WHAT TO WORK ON ▸
In the article about the wig dispute, how much does one natural hair wig cost?

The mum of a girl suffering alopecia has slammed the NHS for not providing her daughter with a “real hair wig” – after her plastic one left her with a nasty rash.
Vicky Kibble, 36, claims the NHS is failing her daughter Charley, 11, whose acrylic wig irritates her head, after they refused her a natural hair wig.
The mother-of-one says if the family were to buy Charley the two ‘real hair’ wigs a year that she needs, it would cost a total of £3,600 – a sum they cannot afford.
Now Vicky has spoken of her concerns about the psychological impact on her as she starts a secondary school in September.
The Clinical Commissioning Group (CCG) in Lancashire told Vicky in a letter that it would not stump up the cash, saying it “defines exceptionality solely in clinical terms” and “personal, social or psychological factors will not be taken into consideration”.
Vicky, of Colne, Lancs., said: “The acrylic wigs the NHS provide make her itch and move, and really irritate Charley’s skin.
“I’m primarily concerned because she is going to high school this time and I want her to feel as comfortable as possible.”
Vicky said the real hair wigs could be styled and look more natural than the plastic ones – so Charley’s hair would not stand out.
Speaking about her daughter’s condition, Vicky said: “Charley has suffered from alopecia since she was five-years-old.
“She started wearing wigs about two years ago, and a charity called the Little Princess Trust paid for the natural wigs for us at first – which was great.
“Sadly, now that Charley is 11 we have to buy our own, but a natural hair wig costs £1,800.
“And Charley needs two wigs a year – so it’s obviously a lot of money.”
A spokesman for the CCG said: “Patients who need to, can access the NHS service from East Lancashire Hospitals Trust where they can choose between acrylic and human hair, bespoke wigs.
“Unfortunately there will be occasions when individuals wish to obtain a more expensive option that isn’t available on the NHS.
“While we empathise with anyone in this situation, we believe that the NHS service is a suitable option and as such we cannot fund more expensive options available elsewhere.
“The policy for individual funding requests does not take into account personal, social or psychological factors as the decision has to be based on clinical need and clinical priority.”

EXTRACTED DATA ▸

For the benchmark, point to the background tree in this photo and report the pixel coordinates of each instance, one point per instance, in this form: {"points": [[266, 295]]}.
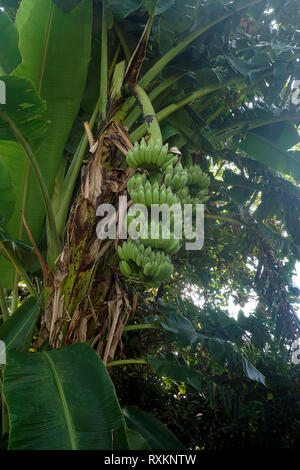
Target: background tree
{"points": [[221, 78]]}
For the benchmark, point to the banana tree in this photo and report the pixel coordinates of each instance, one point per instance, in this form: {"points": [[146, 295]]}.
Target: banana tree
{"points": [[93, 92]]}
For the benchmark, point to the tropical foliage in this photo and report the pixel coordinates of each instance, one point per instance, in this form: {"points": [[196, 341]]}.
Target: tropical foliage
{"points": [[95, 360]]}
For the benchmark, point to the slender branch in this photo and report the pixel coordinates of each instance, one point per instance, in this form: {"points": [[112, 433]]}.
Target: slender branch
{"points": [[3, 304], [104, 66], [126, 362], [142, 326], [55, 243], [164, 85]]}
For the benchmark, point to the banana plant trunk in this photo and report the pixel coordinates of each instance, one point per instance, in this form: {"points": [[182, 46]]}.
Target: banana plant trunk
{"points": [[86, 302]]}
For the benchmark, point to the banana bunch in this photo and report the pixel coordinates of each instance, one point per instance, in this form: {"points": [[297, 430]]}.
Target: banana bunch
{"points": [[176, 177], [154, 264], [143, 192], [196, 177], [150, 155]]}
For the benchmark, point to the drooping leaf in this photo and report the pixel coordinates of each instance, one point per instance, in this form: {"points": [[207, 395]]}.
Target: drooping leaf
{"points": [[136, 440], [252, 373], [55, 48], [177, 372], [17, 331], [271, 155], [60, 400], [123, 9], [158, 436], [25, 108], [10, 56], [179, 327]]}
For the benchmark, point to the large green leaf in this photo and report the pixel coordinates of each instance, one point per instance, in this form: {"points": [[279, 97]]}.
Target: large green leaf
--
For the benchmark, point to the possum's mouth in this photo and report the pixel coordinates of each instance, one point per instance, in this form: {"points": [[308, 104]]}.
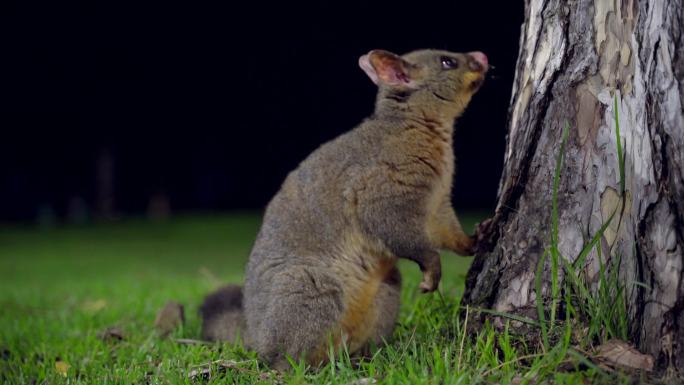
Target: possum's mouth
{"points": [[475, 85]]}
...
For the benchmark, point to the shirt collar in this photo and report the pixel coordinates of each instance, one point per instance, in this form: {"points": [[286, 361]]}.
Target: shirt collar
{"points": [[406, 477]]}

YOUR RESPONSE ▸
£1,800